TEXT SEGMENT:
────────────────────
In carrying out the SSA for the powerplant installation for CS 25.901(c)/CS 25.1309, the results of the engine (and propeller) failure analyses (reference CS P-150 and CS E-510) should be used as inputs for those powerplant failure effects that can have an impact on the aircraft. However, the SSA undertaken in response to CS-E and CS-P may not address all the potential effects that an engine and propeller as installed may have on the aircraft.

For those failure conditions covered by analysis under CS-E and CS-P, and for which the installation has no effect on the conclusions derived from these analyses, no additional analyses will be required to demonstrate compliance to CS 25.901(c)/CS 25.1309.

The effects of structural failures on the powerplant installation, and vice versa, should be carefully considered when conducting system safety assessments:

a.       Effects of structural failures on powerplant installation.  The powerplant installation must be shown to comply with CS 25.901(c) following structural failures that are anticipated to occur within the fleet life of the aeroplane type. This should be part of the assessment of powerplant installation failure condition causes.

Examples of structural failures that have been of concern in previous powerplant installations are:

(1)     Thrust reverser restraining load path failure that may cause a catastrophic inadvertent deployment.

(2)     Throttle quadrant framing or mounting failure that causes loss of control of multiple engines.

(3)     Structural failures in an avionics rack or related mounting that cause loss of multiple, otherwise independent, powerplant functions/components/systems.

b.       Effects of powerplant installation failures on structural elements. Any effect of powerplant installation failures that could influence the suitability of affected structures, should be identified during the CS 25.901(c) assessment and accounted for when demonstrating compliance with the requirements of CS-25, Subpart C (“Structure”) and D (“Design and Construction”). This should be part of the assessment of powerplant installation failure condition effects.

Some examples of historical interdependencies between powerplant installations and structures include:

(1)     Fuel system failures that cause excessive fuel load imbalance.

(2)     Fuel vent, refuelling, or feed system failures that cause abnormal internal fuel tank pressures.

(3)     Engine failures that cause excessive loads/vibration.

(4)     Powerplant installation failures that expose structures to extreme temperatures or corrosive material.

6.       SPECIFIC CS 25.901(c) SYSTEM SAFETY ASSESSMENT GUIDANCE.

This section provides compliance guidance unique to powerplant installations.

a.       Undetected Thrust Loss. The SSA discussed in Section 5 should consider undetected thrust loss and its effect on aircraft safety. The assessment should include an evaluation of the failure of components and systems that could cause an undetected thrust loss, except those already accounted for by the approved average-to-minimum engine assessment.

(1)     In determining the criticality of undetected thrust losses from a system design and installation perspective, the following should be considered:

(i)      Magnitude of the thrust loss,*

(ii)     Direction of thrust,

(iii)     Phase of flight, and

(iv)     Impact of the thrust loss on aircraft safety.

(*Although it is common for safety analyses to consider the total loss of one engine's thrust, a small undetected thrust loss that persists from the point of take-off power set could have a more significant impact on the accelerate/stop distances and take-off flight path/obstacle clearance capability than a detectable single engine total loss of thrust failure condition at V1)
────────────────────
LIST OF TASKS:
1. According to the powerplant safety assessment text, which four factors should be considered when judging how critical an undetected thrust loss is?
2. Repeat word for word the part of the powerplant safety assessment text starting with "For those failure" and going on through "CS 25.901(c)/CS 25.1309.".
The listing is not used for anything here.

GIVEN DATA:
────────────────────
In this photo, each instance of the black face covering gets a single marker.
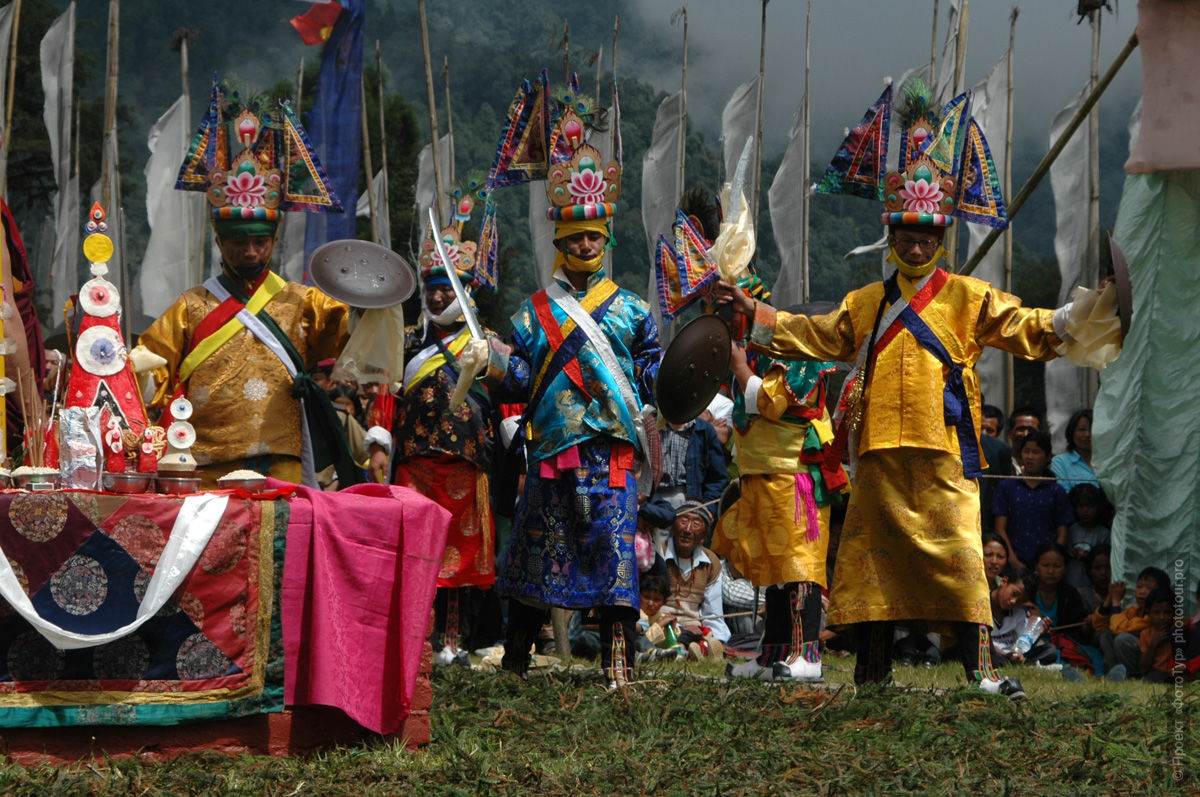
(247, 273)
────────────────────
ANSWERS PROVIDED:
1. The magnitude of the thrust loss, the direction of thrust, the phase of flight, and the impact of the thrust loss on aircraft safety.

2.
For those failure conditions covered by analysis under CS-E and CS-P, and for which the installation has no effect on the conclusions derived from these analyses, no additional analyses will be required to demonstrate compliance to CS 25.901(c)/CS 25.1309.